## BEGIN PROVIDED RECORDS

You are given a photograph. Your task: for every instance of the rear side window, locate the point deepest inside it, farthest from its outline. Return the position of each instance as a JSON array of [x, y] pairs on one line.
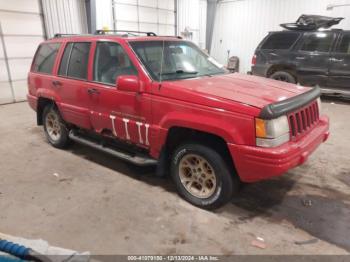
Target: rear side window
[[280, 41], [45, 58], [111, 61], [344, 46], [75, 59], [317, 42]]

## END PROVIDED RECORDS
## BEGIN PROVIDED RECORDS

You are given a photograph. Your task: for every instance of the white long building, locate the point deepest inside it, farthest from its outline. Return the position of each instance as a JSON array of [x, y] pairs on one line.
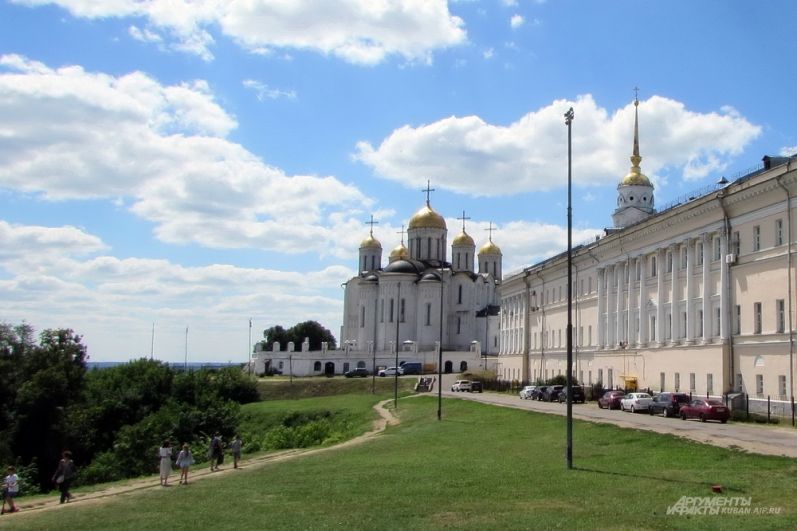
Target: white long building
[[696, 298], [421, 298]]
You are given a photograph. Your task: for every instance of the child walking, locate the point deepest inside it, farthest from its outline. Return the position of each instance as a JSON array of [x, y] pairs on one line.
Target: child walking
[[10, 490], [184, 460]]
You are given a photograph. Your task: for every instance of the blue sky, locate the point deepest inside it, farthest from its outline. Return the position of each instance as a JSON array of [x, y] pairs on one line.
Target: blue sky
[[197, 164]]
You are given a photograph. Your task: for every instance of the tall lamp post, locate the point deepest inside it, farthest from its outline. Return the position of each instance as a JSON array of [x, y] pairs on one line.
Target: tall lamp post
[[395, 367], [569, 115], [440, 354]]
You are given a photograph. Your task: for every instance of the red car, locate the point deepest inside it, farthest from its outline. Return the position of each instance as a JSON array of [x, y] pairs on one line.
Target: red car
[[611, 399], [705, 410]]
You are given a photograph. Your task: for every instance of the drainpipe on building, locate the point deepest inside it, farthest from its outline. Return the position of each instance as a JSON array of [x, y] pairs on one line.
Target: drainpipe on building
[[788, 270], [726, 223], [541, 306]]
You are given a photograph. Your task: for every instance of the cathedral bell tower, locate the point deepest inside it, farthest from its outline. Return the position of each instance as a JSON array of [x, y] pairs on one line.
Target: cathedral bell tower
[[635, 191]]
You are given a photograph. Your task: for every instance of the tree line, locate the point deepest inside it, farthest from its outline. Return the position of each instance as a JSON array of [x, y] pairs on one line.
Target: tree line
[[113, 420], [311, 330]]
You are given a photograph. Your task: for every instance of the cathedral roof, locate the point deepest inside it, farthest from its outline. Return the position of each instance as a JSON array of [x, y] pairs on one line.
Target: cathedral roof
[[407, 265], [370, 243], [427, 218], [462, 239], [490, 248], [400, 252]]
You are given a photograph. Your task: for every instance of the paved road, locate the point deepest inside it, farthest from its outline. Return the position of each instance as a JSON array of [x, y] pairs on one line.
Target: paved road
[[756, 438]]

## END PROVIDED RECORDS

Rewrite the stretch from the line containing "of the white" through the line containing "[[788, 270], [726, 223], [541, 306]]" with "photograph" swapped for "image" and nothing else changed. Leave out the pictures.

You are given a image. Your task: for every instance of the white long building, locate the point deepest inside it, farthest from its outline. Return the position of each instance as a JSON array of [x, y] pairs on one line.
Target: white long building
[[696, 298], [421, 298]]
You are given a image. Your task: for every instance of the child walking, locate the point deepest inside it, farthest from its outline. Return the position of each instance as a JSON array of [x, y] pairs on one line.
Target: child walking
[[10, 490], [184, 460]]
You are given a image. Your task: for every instance of the blue sky, locate the point deepest inside it, farthest from its outline. Return the position of each instance as a JSON array of [x, y] pairs on one line.
Target: blue sky
[[197, 164]]
You are given a image. Your task: for every instance of the tall lamp post, locate the point deepest inside it, farthest from its outline. Return the position of each instance as a JSON array of [x, y] pairs on one line.
Target: tall lamp post
[[395, 367], [569, 115], [440, 354]]
You are given a image. Your task: for every instance of the red car, locate the point deepest inside it, farthest from its outline. Return the position of each instance as a JSON array of [x, y] pairs on one line.
Target: red car
[[611, 399], [705, 410]]
You are given a image. Your task: for every instance of the drainpipe on building, locate the point deepest inside it, farthest from its outline. Return the position of each instance as a JSON array of [x, y] pairs on one line.
Target: drainpipe on building
[[788, 270], [726, 223], [541, 306]]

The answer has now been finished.